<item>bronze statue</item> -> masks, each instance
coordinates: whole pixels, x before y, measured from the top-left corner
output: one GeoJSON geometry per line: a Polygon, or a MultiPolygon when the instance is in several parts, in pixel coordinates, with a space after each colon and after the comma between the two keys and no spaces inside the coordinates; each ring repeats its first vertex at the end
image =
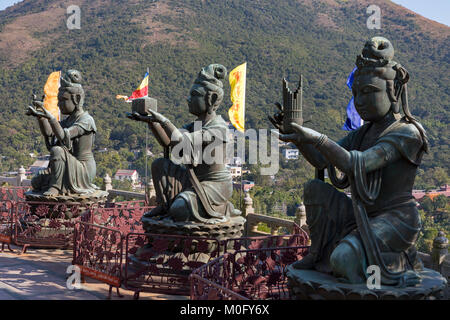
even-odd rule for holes
{"type": "Polygon", "coordinates": [[[35,96],[33,106],[27,110],[27,115],[38,119],[50,152],[49,168],[31,180],[33,192],[45,197],[89,195],[98,190],[92,183],[96,173],[92,147],[97,128],[94,119],[83,110],[81,74],[69,70],[66,78],[61,77],[58,91],[58,107],[67,116],[64,120],[59,122],[35,96]]]}
{"type": "Polygon", "coordinates": [[[365,124],[337,143],[298,124],[292,124],[294,132],[283,132],[279,104],[280,112],[270,118],[280,139],[294,143],[317,169],[327,168],[334,185],[315,179],[305,186],[311,247],[292,265],[297,270],[315,269],[357,284],[365,283],[369,265],[377,265],[383,285],[420,282],[415,243],[421,222],[412,188],[428,142],[409,111],[409,74],[393,57],[389,40],[366,42],[352,87],[365,124]],[[352,199],[336,189],[349,185],[352,199]]]}
{"type": "Polygon", "coordinates": [[[184,130],[179,130],[155,110],[148,110],[150,115],[138,112],[127,115],[130,119],[147,122],[166,150],[166,157],[154,160],[151,167],[158,206],[143,220],[170,218],[175,222],[217,224],[240,214],[229,201],[233,187],[231,174],[225,166],[226,144],[230,142],[228,127],[216,114],[224,94],[221,80],[226,75],[227,69],[220,64],[211,64],[200,71],[187,99],[189,112],[197,120],[183,126],[184,130]],[[183,154],[188,161],[181,164],[168,157],[169,148],[179,144],[189,146],[189,150],[205,151],[213,142],[223,148],[223,157],[214,163],[197,163],[195,152],[183,154]]]}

++++++

## [WRITTEN TASK]
Which lines in the material above contain the string "geometry", with uppercase and lowercase counting as different? List each of those lines in full.

## [EXERCISE RESULT]
output: one GeoJSON geometry per line: a Polygon, or a MultiPolygon when the instance is in several parts, in pixel coordinates, with a space after each colon and after the comma between the two keys and no spaces inside the coordinates; each ring repeats its first vertex at the end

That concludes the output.